>> begin SELECTED EXTRACT

Post Offices have an ‘existence value’ like that of the village pub or school, which is seen by rural residents, and observed, as symbolising the continued well-being of those communities. It is this iconic status which is fundamental in understanding the emotional attachment to the local post office widely felt by the general public – often at odds with the extent to which post offices are actually used. This value attached to the post office as a focal point is particularly hard to quantify. The role subpostmasters play in rural communities was demonstrated in the finding that 43% of subpostmasters in rural areas hold other positions within their local community (e.g church warden, school governor or parish councillor).”

You yourselves can translate for the Irish Community where you play important roles. Only 5% of British Post Offices show a profit. But, the British Government have given a subsidy of one hundred and fifty million pounds per annum from 2000 AD to 2008 AD to maintain the network.

Post Offices act as a Focal Point then, giving purpose and a sense of destination to villages and townships. They provide information, formal and informal, and their closure calls into question the viability of life far from urban centres. Post Offices play an important but subjective and intangible role for many residents providing it with focus, purpose and a sense of viability.

>> end SELECTED EXTRACT

§ **BRIEF A**
According to the passage on rural post offices, what percentage of subpostmasters in rural areas hold other positions within their local community?
§ **BRIEF B**
Rewrite the paragraph of the passage on rural post offices that begins "Post Offices act as a Focal Point then" as a short bulleted list that keeps its main points.

>> begin RAW RECORDS

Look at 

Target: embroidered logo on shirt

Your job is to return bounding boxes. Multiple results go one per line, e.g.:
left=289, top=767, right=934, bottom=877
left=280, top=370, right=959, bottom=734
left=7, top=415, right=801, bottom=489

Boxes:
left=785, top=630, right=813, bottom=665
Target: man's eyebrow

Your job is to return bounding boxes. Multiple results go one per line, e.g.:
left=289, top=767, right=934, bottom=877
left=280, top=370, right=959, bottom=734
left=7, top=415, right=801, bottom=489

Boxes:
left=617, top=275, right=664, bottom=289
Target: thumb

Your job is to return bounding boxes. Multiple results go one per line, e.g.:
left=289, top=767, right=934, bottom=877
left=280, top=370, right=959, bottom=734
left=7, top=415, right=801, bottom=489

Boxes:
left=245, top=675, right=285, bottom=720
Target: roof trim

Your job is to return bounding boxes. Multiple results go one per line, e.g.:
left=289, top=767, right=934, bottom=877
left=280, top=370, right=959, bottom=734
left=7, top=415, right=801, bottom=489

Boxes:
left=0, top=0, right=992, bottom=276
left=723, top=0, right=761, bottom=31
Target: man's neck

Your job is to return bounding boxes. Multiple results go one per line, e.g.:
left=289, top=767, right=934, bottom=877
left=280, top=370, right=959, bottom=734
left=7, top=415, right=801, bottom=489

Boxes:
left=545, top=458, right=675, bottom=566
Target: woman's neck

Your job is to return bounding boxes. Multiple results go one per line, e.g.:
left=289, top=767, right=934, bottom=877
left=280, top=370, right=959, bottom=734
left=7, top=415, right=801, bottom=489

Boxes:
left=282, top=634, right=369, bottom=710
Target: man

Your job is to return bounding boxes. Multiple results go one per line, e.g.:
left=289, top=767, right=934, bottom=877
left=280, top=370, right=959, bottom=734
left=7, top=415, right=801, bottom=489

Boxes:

>> end RAW RECORDS

§ **WORKED ANSWER A**
43%

§ **WORKED ANSWER B**
- Post offices are a focal point that gives villages and townships purpose and a sense of destination.
- They provide both formal and informal information.
- Their closure calls into question whether life far from urban centers is viable.
- For many residents, they play an important but subjective and intangible role, providing focus, purpose and a sense of viability.